_About this exercise_: When you find the line that contains "Reviewer note: confirm that each instance of the breaking", restate it and all lines after it exactly, stopping at the end of the material.

_Records for the task_:
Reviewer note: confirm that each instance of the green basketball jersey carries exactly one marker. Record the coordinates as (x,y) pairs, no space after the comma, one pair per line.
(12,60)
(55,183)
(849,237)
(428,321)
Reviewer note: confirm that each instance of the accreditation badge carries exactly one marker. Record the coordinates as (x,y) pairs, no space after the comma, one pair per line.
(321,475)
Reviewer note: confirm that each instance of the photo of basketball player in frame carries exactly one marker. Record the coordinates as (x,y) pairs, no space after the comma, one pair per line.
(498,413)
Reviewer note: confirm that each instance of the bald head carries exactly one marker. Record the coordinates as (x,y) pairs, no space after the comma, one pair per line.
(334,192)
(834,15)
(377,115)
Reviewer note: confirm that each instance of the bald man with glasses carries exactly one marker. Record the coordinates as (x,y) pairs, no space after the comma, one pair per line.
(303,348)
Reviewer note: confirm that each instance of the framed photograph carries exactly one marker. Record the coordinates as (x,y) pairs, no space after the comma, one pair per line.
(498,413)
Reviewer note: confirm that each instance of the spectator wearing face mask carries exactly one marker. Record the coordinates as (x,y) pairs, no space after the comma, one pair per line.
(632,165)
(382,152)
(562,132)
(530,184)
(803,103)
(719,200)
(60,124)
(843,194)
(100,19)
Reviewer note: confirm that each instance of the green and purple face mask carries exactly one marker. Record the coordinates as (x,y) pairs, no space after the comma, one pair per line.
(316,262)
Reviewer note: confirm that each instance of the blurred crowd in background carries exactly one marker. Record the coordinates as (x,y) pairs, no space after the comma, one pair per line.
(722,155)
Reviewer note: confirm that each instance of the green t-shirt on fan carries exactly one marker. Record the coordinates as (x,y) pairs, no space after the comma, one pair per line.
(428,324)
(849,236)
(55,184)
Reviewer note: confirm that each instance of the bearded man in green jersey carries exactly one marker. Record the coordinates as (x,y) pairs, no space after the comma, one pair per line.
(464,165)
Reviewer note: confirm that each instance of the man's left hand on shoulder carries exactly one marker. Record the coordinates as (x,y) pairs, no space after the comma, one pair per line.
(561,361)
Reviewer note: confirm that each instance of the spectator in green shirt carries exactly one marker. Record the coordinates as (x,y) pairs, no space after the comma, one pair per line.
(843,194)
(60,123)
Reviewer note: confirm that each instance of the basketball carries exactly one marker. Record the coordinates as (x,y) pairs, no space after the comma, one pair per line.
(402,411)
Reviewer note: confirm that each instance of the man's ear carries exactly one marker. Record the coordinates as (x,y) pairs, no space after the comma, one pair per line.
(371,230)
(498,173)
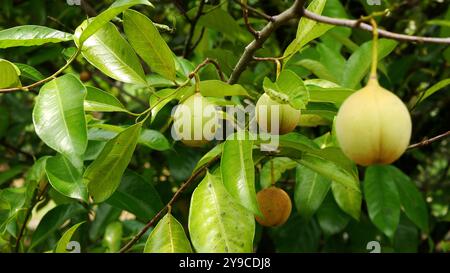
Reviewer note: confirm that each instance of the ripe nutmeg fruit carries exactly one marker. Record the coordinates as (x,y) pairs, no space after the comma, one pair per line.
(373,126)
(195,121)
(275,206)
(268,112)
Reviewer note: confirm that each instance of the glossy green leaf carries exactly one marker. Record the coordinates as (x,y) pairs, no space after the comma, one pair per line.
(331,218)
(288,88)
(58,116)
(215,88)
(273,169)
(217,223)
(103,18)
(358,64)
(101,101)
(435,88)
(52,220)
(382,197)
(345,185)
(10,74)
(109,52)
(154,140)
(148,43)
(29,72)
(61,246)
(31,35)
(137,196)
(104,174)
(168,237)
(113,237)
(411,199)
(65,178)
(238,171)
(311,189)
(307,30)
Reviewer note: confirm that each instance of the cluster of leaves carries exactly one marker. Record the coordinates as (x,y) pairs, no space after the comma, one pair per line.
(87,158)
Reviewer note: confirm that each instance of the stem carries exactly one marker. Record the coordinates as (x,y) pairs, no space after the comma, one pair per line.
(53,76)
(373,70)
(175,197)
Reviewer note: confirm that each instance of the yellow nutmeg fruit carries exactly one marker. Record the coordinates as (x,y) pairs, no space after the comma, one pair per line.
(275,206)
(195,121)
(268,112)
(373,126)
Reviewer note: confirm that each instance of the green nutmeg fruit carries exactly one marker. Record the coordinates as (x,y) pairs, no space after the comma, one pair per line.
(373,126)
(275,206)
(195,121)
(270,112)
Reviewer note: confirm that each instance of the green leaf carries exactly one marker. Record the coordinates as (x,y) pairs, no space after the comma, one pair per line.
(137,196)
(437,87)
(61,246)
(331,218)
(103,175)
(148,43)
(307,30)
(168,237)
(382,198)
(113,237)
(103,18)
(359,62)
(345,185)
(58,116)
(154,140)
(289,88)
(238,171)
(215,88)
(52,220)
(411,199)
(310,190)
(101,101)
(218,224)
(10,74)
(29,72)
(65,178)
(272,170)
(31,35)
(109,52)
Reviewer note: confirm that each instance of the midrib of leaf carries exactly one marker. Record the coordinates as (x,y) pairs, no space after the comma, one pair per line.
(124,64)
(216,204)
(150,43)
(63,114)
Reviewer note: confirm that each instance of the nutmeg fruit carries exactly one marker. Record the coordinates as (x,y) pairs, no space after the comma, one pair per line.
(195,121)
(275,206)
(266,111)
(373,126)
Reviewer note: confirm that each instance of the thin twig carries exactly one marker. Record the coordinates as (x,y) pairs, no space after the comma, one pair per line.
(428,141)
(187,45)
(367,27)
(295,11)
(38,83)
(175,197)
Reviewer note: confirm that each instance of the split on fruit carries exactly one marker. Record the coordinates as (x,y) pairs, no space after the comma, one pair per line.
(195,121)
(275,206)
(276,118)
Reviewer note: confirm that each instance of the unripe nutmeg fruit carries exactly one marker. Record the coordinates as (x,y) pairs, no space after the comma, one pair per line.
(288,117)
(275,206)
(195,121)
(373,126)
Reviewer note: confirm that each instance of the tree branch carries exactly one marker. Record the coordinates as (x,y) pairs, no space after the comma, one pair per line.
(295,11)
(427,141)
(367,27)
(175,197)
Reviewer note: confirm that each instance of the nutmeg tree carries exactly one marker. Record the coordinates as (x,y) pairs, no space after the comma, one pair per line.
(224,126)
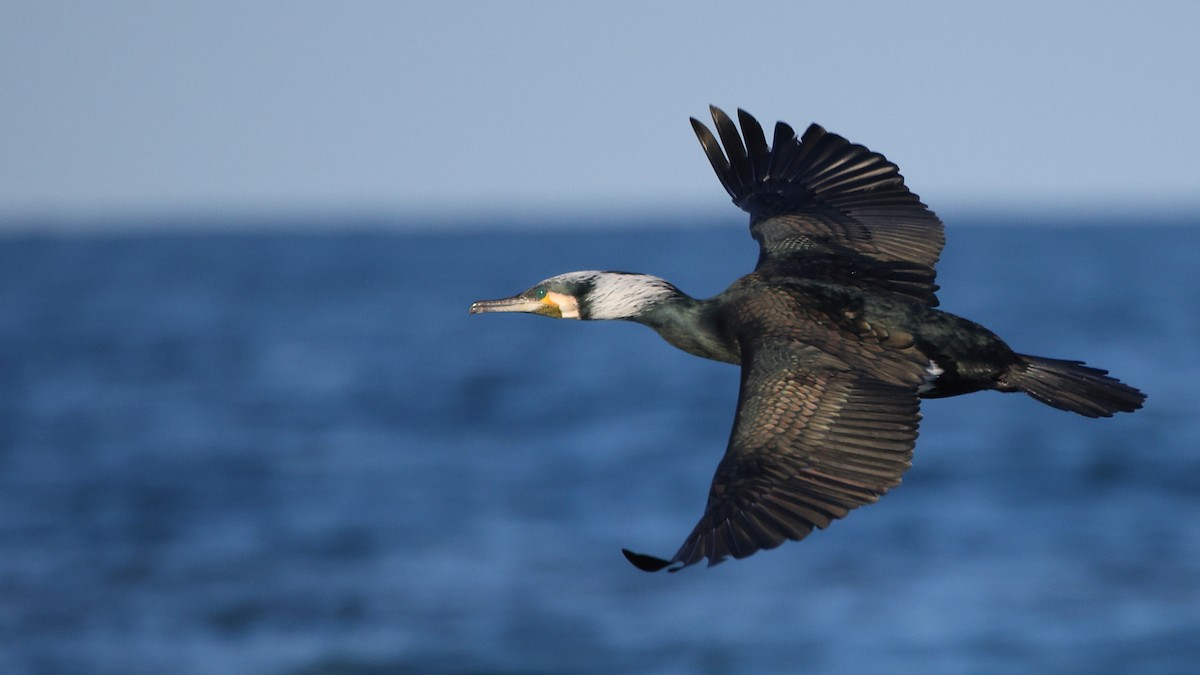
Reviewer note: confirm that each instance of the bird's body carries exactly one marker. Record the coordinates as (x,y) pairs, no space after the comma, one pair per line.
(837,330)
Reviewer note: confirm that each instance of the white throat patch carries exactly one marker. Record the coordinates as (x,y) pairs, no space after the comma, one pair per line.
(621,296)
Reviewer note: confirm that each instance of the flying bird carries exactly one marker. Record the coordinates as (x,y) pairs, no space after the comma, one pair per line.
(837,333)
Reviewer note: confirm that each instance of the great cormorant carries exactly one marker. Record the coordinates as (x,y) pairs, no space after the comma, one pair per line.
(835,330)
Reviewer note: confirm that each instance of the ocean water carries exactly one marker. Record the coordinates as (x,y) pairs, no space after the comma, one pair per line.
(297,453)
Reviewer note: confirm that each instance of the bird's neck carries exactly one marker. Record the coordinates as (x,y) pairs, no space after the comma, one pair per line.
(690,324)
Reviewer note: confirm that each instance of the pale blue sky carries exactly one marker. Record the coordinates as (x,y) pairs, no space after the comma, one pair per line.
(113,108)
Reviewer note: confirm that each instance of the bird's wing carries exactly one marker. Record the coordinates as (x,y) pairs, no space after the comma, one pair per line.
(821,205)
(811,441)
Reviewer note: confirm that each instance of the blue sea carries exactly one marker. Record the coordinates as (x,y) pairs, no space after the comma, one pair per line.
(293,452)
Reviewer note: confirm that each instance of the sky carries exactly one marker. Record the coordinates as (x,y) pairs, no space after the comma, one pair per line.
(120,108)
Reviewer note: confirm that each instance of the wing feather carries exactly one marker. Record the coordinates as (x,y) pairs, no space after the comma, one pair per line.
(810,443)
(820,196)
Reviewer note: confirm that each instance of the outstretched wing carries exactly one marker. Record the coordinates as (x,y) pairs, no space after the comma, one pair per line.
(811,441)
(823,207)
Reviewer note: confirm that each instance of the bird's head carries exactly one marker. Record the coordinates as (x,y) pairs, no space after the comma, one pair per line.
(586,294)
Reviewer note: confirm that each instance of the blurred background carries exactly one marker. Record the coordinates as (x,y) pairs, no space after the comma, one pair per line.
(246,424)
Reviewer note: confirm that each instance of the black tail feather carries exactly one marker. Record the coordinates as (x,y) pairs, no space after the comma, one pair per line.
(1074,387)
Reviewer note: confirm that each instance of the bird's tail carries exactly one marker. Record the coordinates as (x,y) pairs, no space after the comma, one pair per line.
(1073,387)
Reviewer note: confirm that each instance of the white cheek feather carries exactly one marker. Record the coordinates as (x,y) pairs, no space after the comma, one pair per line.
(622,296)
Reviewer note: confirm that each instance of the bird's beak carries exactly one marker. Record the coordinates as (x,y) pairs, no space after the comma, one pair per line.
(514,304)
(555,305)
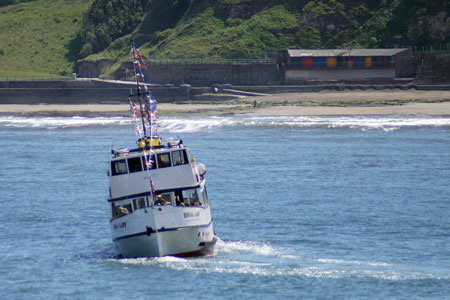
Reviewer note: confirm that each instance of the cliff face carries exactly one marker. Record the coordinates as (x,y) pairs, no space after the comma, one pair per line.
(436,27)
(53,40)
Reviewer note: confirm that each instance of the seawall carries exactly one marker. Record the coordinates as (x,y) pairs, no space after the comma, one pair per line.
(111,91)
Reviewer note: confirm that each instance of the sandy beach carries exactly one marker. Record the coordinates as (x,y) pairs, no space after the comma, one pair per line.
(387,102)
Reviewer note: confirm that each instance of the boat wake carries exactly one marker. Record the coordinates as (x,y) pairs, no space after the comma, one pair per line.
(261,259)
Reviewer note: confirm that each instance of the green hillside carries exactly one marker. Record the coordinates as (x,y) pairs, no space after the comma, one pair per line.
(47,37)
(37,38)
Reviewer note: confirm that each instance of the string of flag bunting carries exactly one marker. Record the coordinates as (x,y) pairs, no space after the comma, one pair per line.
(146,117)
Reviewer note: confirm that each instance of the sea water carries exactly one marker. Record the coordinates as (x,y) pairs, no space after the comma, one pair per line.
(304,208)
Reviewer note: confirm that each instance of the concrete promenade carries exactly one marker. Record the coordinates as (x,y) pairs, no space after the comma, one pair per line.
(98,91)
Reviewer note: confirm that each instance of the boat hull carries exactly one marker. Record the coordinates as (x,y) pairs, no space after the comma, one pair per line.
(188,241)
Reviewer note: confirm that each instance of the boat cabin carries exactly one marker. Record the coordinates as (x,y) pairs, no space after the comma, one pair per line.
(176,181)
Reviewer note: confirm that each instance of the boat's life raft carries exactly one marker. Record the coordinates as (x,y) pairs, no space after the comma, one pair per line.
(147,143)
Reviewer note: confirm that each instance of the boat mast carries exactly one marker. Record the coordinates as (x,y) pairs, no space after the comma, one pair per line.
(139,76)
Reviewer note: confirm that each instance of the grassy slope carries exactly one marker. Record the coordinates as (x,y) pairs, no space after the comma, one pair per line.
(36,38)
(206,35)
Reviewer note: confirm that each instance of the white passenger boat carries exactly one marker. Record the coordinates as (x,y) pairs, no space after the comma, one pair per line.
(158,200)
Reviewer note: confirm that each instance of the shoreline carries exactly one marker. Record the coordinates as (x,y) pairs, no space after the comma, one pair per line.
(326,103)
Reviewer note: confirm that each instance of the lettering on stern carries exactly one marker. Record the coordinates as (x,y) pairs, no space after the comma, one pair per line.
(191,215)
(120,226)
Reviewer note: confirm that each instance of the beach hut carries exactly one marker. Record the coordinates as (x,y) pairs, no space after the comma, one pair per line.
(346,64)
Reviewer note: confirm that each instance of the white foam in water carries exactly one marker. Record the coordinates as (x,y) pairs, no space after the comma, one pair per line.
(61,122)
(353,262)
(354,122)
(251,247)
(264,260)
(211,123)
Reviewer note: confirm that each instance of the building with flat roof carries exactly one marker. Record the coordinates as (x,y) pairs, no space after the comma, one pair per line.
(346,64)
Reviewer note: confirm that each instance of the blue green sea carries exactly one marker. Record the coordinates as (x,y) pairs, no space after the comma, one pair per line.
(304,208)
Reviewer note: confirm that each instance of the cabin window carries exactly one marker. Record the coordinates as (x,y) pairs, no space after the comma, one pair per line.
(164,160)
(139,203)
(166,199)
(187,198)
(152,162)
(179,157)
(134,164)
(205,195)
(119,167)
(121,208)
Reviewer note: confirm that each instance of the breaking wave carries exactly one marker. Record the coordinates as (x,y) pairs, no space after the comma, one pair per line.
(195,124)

_Response to this task_:
Reviewer note: confirm that each instance of the breaking wave carries exactly one marker. Record the coordinates as (x,y) pairs, no space after the comma, one pair per line.
(195,124)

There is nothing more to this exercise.